#### [PAGE EXTRACT]
Watch your waistline
Extra fat around the waist can raise the risk of heart failure - even if a person's overall body mass index, or BMI, is normal, new research shows.
Researchers from Boston and Sweden, led by Emily Levitan of Beth Israel Deaconess Medical Center, studied about 80,000 Swedish men and women over 45 who supplied their height, weight, and waist circumference. After seven years, the researchers counted how many people had been hospitalized for heart failure, a condition causing fatigue and weakness because the heart cannot pump enough blood throughout the body.
Among those with heart failure, about a third of the women and almost half of the men were overweight, and about 10 percent were obese. Higher BMI and higher waist measurements were both associated with higher heart failure rates.
But women who had a BMI rating of 25, which is at the high end of the normal range, and a waist 4 inches bigger than other women in the study, were also seen as having a higher heart failure risk - 15 percent higher. For women whose BMI was 30, the increased heart failure rate climbed to 18 percent.
The results were similar in men.
Other research connecting girth to health has determined that a waist over 35 inches in women, and over 40 inches in men, is considered a risk factor for heart disease.
BOTTOM LINE: Big waistlines, even in people with a normal body mass index, are linked to developing heart failure.
CAUTIONS: The study relied on self-reports of height, weight, and hip and waist size and lacked detailed medical records.

#### [EXTRACTED ENTRIES]
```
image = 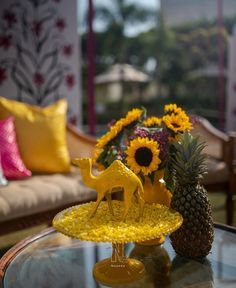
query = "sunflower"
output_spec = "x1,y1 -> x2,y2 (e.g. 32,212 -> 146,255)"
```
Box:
164,104 -> 183,114
163,111 -> 192,133
125,137 -> 161,175
143,117 -> 162,127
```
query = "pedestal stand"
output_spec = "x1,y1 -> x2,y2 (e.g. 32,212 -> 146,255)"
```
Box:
53,200 -> 183,285
93,243 -> 145,284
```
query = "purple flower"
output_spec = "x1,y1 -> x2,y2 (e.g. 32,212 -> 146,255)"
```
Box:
129,127 -> 149,140
0,67 -> 7,85
33,72 -> 45,87
150,130 -> 170,160
0,35 -> 12,51
3,10 -> 17,28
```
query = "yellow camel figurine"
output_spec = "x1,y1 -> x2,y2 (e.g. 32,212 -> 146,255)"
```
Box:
72,158 -> 144,221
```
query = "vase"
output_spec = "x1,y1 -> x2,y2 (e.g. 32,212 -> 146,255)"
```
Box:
138,170 -> 172,246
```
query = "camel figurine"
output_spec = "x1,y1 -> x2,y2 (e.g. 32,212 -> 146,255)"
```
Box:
72,158 -> 144,221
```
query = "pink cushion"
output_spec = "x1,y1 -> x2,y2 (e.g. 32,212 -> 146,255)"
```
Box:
0,117 -> 31,179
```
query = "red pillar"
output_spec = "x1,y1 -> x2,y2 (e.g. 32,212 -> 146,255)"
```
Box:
87,0 -> 96,135
217,0 -> 225,130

#### [INSTRUCTIONS TO FOLLOW]
Return the passage of the waist size and heart failure article from "Among those with" up to and including "similar in men.", copied word for word.

#### [REPLY]
Among those with heart failure, about a third of the women and almost half of the men were overweight, and about 10 percent were obese. Higher BMI and higher waist measurements were both associated with higher heart failure rates.
But women who had a BMI rating of 25, which is at the high end of the normal range, and a waist 4 inches bigger than other women in the study, were also seen as having a higher heart failure risk - 15 percent higher. For women whose BMI was 30, the increased heart failure rate climbed to 18 percent.
The results were similar in men.